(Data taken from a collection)
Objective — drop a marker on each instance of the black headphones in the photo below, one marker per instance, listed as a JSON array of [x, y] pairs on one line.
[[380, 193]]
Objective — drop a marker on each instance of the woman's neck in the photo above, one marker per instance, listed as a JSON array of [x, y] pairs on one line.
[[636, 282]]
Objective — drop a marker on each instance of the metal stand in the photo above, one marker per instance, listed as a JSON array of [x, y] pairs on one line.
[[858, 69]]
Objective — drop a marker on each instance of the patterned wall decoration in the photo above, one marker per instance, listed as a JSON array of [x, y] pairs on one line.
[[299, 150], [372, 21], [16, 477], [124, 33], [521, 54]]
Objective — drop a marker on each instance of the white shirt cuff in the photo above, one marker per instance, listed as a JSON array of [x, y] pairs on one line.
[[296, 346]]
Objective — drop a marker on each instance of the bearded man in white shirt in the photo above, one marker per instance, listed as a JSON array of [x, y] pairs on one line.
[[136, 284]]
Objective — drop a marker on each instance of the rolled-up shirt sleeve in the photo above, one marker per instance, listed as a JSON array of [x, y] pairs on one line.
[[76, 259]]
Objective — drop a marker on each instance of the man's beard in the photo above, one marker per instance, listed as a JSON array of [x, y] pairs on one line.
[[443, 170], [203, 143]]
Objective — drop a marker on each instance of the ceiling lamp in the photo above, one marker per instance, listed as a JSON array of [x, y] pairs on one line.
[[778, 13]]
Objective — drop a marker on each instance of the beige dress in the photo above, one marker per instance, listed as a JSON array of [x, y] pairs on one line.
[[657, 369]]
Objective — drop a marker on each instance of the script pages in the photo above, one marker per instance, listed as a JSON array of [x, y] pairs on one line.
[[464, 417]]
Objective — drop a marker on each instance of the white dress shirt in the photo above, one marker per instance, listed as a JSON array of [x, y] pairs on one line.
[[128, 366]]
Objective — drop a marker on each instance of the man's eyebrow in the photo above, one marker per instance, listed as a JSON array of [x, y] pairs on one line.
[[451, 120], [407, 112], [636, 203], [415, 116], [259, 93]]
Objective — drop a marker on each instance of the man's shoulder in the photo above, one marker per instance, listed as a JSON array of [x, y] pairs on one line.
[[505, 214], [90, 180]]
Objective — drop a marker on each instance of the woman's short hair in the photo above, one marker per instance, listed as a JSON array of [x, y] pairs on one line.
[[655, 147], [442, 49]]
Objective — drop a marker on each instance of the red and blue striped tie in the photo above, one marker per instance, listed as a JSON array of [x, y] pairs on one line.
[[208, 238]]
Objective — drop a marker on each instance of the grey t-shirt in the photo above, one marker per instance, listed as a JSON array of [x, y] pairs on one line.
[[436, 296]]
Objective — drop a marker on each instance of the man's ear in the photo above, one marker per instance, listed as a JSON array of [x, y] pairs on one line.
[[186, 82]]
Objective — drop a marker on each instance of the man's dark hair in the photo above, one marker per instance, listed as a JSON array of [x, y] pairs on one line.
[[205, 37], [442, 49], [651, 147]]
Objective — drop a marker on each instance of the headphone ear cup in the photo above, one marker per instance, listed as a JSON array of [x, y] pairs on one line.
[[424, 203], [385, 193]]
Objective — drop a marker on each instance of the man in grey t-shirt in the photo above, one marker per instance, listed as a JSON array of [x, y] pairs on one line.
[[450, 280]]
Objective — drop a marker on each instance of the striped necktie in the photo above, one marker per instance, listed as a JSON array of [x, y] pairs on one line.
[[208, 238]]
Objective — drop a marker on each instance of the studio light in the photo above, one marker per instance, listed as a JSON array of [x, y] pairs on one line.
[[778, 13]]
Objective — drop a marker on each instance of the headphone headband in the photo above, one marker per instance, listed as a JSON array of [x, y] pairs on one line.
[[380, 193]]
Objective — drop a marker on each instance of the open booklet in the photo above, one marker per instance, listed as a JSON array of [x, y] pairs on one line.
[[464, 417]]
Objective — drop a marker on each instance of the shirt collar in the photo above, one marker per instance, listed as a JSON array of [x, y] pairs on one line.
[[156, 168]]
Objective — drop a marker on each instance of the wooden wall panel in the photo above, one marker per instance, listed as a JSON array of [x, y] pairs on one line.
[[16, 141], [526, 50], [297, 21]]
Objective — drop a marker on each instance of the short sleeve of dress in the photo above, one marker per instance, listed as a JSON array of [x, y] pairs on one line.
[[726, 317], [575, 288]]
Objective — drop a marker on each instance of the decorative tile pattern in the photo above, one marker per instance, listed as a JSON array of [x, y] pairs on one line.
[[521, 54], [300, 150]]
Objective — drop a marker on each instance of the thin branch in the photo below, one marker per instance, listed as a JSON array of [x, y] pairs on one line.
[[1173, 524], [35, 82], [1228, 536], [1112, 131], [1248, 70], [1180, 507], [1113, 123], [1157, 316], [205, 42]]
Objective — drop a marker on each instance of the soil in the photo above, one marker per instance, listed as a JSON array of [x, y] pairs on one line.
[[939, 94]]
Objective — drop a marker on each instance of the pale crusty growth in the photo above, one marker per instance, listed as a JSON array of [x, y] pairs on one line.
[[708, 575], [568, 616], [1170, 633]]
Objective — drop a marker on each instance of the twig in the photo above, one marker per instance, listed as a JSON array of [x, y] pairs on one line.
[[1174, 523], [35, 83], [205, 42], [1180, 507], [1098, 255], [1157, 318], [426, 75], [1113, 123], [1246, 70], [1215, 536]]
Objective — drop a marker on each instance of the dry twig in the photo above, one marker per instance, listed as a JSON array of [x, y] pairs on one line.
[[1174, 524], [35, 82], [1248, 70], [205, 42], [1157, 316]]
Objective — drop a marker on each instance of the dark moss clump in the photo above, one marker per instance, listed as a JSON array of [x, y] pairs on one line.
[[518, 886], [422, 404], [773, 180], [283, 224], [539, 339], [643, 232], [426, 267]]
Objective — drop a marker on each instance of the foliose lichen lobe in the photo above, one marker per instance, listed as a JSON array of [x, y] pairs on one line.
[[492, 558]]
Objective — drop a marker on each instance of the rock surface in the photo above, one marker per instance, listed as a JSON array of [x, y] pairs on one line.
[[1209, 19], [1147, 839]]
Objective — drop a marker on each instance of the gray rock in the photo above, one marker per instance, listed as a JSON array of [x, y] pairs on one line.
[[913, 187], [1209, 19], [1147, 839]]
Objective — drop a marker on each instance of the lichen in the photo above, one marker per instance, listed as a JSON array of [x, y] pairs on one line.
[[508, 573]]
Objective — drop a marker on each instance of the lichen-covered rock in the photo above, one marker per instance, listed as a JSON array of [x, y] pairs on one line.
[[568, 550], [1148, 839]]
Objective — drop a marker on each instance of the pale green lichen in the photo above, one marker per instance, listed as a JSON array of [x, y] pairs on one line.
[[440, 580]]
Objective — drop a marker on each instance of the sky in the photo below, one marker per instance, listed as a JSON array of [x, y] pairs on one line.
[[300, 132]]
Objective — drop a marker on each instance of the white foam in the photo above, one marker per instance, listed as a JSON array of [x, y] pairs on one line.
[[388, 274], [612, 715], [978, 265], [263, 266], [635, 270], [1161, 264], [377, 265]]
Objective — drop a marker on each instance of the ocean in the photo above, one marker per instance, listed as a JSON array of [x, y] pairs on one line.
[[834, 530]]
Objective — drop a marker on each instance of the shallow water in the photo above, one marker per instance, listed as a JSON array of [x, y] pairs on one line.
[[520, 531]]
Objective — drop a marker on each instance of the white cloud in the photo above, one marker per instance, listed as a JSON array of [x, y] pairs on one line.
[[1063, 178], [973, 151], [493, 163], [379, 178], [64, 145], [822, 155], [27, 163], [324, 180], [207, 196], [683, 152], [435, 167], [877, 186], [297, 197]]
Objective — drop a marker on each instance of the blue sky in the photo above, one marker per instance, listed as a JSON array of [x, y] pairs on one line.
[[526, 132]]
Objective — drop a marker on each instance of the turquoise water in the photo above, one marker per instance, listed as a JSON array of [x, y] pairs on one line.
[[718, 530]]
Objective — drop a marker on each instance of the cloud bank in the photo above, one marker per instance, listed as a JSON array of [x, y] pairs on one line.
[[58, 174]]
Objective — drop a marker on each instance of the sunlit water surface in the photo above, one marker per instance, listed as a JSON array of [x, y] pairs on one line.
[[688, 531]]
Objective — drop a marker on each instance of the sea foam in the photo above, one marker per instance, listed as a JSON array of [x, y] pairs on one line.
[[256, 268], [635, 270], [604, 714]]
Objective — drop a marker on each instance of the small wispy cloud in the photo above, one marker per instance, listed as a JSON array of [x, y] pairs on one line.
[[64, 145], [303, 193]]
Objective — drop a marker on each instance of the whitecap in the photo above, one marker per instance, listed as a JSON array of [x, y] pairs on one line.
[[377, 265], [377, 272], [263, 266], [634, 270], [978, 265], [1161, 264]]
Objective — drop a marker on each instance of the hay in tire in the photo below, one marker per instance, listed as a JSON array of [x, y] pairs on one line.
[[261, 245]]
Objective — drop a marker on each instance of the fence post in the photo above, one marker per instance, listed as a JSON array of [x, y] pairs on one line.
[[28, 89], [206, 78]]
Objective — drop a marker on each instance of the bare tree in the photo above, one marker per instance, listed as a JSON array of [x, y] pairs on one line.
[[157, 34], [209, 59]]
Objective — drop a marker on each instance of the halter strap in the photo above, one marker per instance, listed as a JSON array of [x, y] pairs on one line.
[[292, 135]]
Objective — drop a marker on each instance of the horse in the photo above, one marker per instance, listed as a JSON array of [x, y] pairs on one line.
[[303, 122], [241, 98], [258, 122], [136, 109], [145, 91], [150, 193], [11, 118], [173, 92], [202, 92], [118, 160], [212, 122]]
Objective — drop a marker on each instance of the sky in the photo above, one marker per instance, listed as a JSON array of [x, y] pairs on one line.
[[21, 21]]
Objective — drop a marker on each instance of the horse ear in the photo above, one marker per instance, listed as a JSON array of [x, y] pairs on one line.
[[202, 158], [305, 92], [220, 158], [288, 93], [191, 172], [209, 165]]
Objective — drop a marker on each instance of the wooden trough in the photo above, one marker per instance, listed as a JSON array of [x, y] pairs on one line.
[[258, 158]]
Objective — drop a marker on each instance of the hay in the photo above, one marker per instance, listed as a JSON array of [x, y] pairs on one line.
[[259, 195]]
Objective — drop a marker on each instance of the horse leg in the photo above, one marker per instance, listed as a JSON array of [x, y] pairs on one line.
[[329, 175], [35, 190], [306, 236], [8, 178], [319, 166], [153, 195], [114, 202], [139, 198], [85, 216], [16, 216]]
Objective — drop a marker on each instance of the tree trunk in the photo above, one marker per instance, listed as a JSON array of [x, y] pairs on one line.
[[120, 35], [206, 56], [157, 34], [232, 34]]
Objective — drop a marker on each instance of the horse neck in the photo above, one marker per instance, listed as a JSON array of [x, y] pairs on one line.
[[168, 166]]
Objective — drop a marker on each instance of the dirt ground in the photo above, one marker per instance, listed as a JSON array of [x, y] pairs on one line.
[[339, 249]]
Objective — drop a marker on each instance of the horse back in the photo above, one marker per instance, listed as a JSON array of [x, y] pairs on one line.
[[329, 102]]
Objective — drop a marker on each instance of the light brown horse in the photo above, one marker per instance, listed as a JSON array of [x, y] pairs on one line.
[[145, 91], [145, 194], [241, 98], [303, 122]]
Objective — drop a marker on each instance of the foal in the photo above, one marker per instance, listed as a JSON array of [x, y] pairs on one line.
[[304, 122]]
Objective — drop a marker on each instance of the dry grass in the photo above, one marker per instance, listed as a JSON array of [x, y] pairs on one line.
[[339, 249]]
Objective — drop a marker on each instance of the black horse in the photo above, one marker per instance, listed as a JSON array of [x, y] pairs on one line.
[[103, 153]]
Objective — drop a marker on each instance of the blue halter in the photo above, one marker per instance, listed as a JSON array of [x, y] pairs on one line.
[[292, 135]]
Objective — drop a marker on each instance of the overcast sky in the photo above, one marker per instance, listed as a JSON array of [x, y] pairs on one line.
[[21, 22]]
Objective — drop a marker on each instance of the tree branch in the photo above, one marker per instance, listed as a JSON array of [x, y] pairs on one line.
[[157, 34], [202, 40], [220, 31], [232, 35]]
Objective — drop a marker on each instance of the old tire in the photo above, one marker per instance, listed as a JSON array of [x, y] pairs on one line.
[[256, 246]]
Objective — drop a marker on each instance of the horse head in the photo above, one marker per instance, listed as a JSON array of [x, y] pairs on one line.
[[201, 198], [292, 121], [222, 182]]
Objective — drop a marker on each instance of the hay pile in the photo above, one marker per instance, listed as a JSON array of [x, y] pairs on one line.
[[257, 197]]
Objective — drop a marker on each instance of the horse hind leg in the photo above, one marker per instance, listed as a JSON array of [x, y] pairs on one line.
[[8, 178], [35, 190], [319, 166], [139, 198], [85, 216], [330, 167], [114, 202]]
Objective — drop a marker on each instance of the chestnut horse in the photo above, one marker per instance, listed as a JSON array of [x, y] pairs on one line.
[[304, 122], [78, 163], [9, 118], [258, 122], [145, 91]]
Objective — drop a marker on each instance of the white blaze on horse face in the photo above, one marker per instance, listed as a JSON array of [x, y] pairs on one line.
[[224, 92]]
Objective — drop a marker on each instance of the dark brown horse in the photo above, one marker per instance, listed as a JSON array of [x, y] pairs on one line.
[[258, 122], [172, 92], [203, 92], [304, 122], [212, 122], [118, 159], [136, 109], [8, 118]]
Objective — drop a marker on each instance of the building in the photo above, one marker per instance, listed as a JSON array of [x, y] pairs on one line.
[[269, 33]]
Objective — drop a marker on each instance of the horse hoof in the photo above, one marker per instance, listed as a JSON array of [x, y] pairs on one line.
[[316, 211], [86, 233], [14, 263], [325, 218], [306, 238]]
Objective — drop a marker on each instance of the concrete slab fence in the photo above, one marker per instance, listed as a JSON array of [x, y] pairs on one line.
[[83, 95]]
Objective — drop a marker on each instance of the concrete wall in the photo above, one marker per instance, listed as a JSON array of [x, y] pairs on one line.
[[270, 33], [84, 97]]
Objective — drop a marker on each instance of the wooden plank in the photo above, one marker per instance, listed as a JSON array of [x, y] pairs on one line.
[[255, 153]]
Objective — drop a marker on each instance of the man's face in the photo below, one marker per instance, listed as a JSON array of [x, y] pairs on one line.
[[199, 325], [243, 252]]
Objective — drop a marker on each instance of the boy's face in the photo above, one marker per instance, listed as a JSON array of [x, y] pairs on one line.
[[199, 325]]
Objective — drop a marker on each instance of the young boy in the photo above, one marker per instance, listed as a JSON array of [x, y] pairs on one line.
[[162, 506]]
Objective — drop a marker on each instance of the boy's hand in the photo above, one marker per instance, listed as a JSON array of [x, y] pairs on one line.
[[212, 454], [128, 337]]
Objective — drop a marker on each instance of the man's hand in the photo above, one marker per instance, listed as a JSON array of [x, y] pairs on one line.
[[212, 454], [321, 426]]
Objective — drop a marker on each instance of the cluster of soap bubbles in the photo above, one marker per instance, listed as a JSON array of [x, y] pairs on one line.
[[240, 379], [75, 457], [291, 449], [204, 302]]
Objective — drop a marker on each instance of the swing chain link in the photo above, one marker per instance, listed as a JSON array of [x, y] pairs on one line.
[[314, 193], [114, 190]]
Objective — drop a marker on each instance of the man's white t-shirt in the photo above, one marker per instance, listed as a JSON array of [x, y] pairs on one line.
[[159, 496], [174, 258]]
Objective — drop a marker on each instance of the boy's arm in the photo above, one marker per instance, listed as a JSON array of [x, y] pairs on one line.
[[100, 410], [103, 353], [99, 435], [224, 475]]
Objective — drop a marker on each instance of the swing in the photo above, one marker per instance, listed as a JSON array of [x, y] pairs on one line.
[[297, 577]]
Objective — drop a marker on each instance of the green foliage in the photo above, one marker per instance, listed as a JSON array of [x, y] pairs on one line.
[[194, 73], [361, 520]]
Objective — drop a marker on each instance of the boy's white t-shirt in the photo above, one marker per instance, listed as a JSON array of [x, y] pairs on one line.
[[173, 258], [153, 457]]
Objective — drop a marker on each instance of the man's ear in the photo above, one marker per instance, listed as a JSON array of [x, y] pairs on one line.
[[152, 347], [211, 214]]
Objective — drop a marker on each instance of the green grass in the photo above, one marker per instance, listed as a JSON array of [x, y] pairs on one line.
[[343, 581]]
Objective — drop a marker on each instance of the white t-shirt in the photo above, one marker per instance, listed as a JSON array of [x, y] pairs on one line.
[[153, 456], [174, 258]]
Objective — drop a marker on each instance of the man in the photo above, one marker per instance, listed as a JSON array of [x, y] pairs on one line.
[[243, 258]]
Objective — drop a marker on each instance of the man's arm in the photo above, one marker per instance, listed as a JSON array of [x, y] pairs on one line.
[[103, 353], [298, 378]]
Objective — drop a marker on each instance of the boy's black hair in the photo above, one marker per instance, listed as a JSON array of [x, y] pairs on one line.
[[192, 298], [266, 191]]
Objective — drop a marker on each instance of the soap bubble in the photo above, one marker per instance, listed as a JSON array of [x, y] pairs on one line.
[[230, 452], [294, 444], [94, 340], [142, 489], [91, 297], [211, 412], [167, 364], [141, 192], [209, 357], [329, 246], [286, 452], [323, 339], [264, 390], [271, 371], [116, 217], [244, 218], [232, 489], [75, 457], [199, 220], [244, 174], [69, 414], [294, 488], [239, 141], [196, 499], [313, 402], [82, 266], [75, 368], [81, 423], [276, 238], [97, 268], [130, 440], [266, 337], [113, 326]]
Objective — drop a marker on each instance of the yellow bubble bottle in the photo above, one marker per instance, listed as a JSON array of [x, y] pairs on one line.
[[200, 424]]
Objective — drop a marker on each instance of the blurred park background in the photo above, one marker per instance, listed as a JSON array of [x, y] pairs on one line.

Problem details: Rewrite the entries starting at the line containing "Objective — drop a marker on each instance of the patterned" and ending at the line containing "[[128, 366]]". Replace every "marker" with "pin" and leave all else as it is.

Output for this exercise:
Objective — drop a pin on each instance of the patterned wall decoration in the photo above, one pin per instance, listed as a JSON array of [x, y] pairs on one line.
[[299, 150], [372, 21], [16, 477], [124, 33], [521, 54]]
Objective — drop a pin on each instance of the white shirt cuff in the photo above, one pin per instance, listed as a JSON array of [x, y] pairs on one line.
[[296, 346]]
Objective — drop a pin on each instance of the bearded man in white shirt in the photo above, one pin per instance, listed as a JSON array of [x, y] pairs on one line.
[[136, 284]]
Objective — drop a pin on each instance of the rolled-up shirt sleeve in the photo above, one pin per instance, listed as a JSON array of [x, y] pairs on one line.
[[76, 259]]
Objective — drop a pin on each instance of the man's beard in the photo above, one pin per instance, listed as a JSON array of [x, y] pairs on one line.
[[443, 170], [203, 143]]
Objective — drop a pin on each instance of the ceiling lamp in the photo above, one pin per instance, listed as a JSON array of [x, y] pairs on one line.
[[778, 13]]
Objective — drop a pin on each instance of the beige dress in the photo above, one pin per instance, listed as a JSON array of [x, y] pairs on one line.
[[657, 369]]
Objective — drop a pin on each instance of the script pages in the photo above, one pin per instance, listed as a JSON array of [x, y] pairs on one line.
[[464, 417]]
Objective — drop a pin on each instance of the white dress shirt in the photo above, one pin per instance, listed as a JSON array of [x, y] pairs on one line.
[[128, 366]]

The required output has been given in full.